Try it
Answer these questions from the text on Gallyas silver staining of woodpecker brains:
(a) What was used as the positive staining control?
(b) In which brain region was no staining seen?
(c) In how many woodpeckers was immunohistochemistry successful?
=== Document text ===
Gallyas silver stain

Because Gallyas stain has a high degree of sensitivity and specificity for neurofibrillary tangles and axonal injury, it was utilized to detect the presence of neuronal and/or white matter tract damage throughout the entire woodpecker brain.

A section of human cortex with confirmed Alzheimer’s disease was used as a positive staining control while red-winged black birds’ brains (n = 5) were used as experimental controls for all staining methods.

Positive silver accumulations were identified in 8 out of the 10 woodpeckers studied. Several patterns of positive Gallyas staining were identified in the woodpecker population including: focal perivascular deposits, which were mostly subpial, (Fig 1A, 1C and 1D); focal whole astrocyte staining (Fig 1B); dot-like staining within axonal tracks; and wide-spread thread-like axonal track staining in deep white matter tracks. The majority of the observed silver-positive staining patterns were identified in the frontal pole of the brain. Very rare staining was detected in the occipital region, and no staining was seen in the cerebellum.

Fig 1. Perivascular and axonal track pathology of Dryocopus lineatus and picoides pubescens.

Perivascular Gallyas silver positive pathology in the cortex of the frontal lobe (A). Damaged axonal tracts (B) with axonal swellings (arrow) in the subcortical white matter of the frontal lobe. Subpial perivascular staining (C) of the frontal lobe. Perivascular silver positive staining in (D) in a superficial region of the frontal cortex. Experimental controls (E).

Focal perivascular silver-positive deposits were found in 40% of the woodpeckers. The most abundant positive silver staining pattern was “thread-like” axonal white matter tracts of the frontal lobe, which appeared in 80% (n = 10) of the woodpeckers studied (Fig 2).

Fig 2. Axonal tract pathology of Dryocopus lineatus and Picoides pubescens.

Gallyas silver positive axonal tract staining in the corpus callosum (A) and the mediolateral central gray area of the midbrain (B and C) in the woodpecker brain (A) [15].

No positive Gallyas staining was observed in the control birds (n = 10).


Following the analysis of the Gallyas silver stain, we proceed to immunohistochemical verification of the suspected tau accumulations throughout the entire woodpecker brain. Samples were stained for phosphorylated tau (S262).

Due to the poor preservation of the woodpecker tissue, successful immunohistochemistry was accomplished in only 3 birds; the remainder of the tissue samples degraded during processing. Attempts to alter the immunohistochemistry methodology proved to not help with the degradation of the tissue samples. Immunohistochemistry was performed on all control birds (n = 5).

In the woodpecker specimens where tau immunostaining was possible, tau-positive accumulations were identified in the same regions highlighted originally by the Gallyas silver stain. The morphology of astrocytes identified by GFAP were used to determine some of the cells staining with tau were in fact astrocytes. This assisted in confirming the silver-positive accumulations identified were in fact comprised of tau protein. Specifically, tau immunostaining demonstrated perivascular deposits, whole astrocyte staining, and ‘thread-like’ axonal track staining in 2 of the 3 woodpecker brains evaluated (Fig 3).

Fig 3. Anti-phospho-tau immunostaining in Dryocopus lineatus.

Tau-positivity in the midbrain (A and B) and the corpus callosum (C) of the Dryocopus lineatus brain. The axonal tract staining demonstrates a thread-like pattern, similar to that seen with Gallyas sliver staining (Fig 2). Occasional intracellular tau-accumulations were identified within neurons (D).
=== Supplied records ===
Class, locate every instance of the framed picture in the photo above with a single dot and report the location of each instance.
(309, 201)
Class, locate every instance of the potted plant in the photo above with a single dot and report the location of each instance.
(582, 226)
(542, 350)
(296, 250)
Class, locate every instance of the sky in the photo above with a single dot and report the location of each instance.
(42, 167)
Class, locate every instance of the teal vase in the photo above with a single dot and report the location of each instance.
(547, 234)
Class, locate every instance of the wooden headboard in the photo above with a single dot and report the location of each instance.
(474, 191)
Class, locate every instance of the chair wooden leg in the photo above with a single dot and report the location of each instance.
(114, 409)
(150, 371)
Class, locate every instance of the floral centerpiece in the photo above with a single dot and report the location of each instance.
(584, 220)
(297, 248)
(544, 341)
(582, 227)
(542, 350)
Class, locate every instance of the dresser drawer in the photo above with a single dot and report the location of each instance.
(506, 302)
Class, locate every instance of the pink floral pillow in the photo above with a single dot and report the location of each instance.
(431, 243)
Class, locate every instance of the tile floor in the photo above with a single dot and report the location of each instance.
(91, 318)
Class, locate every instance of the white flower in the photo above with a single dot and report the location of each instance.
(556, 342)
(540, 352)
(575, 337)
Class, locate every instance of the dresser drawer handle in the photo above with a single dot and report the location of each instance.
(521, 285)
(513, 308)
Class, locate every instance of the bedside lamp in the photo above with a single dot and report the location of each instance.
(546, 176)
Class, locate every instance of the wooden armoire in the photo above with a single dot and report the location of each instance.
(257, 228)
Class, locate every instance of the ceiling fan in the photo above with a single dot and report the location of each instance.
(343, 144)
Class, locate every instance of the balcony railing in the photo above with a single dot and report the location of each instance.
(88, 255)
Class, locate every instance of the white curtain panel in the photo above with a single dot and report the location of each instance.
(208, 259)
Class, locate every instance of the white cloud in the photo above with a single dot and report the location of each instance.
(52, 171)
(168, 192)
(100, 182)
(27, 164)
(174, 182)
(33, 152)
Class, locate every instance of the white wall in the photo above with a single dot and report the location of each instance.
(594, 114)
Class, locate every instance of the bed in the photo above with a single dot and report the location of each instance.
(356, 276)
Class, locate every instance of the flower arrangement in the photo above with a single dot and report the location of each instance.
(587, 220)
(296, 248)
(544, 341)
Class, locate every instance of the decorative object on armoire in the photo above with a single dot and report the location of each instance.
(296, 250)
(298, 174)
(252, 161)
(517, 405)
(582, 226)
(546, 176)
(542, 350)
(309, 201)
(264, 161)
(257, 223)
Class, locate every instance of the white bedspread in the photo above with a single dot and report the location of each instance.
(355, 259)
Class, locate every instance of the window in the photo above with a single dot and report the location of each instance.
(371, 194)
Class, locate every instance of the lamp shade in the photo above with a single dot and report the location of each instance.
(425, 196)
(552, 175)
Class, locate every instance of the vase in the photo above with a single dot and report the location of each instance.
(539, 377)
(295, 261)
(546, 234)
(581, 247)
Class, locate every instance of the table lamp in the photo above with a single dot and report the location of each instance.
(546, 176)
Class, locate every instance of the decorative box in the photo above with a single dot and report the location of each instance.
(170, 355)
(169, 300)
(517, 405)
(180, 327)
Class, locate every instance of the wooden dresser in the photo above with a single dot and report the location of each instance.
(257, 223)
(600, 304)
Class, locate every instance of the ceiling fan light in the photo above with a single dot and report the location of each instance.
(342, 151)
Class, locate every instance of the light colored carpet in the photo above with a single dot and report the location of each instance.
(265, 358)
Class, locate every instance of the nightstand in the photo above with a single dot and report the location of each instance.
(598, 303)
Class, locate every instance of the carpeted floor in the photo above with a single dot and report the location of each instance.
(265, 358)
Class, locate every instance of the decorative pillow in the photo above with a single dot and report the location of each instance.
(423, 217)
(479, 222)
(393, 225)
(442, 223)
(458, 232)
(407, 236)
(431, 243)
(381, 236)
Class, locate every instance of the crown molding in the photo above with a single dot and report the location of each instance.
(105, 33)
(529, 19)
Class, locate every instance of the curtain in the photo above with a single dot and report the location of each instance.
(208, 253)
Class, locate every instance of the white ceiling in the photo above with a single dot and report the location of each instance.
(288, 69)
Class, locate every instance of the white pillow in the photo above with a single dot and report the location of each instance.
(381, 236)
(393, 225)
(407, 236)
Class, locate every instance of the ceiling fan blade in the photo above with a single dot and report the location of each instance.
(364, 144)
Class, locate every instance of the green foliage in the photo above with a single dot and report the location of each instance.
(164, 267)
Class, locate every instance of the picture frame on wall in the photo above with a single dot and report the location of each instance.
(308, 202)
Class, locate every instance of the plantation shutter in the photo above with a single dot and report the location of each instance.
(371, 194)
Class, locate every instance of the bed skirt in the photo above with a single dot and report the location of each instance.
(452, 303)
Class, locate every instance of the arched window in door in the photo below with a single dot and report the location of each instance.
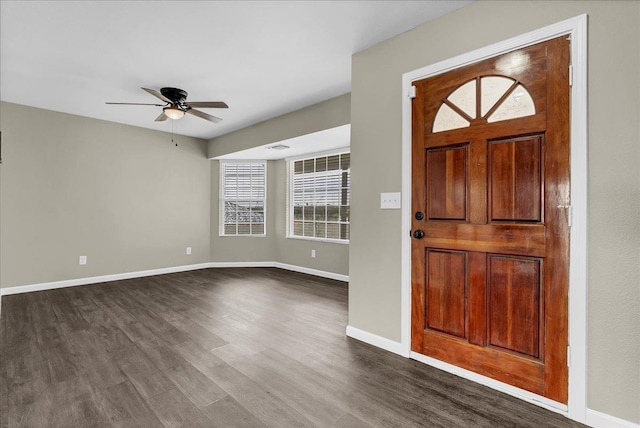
===
Exercise result
(a) A section of human cortex with confirmed Alzheimer's disease
(b) The cerebellum
(c) 3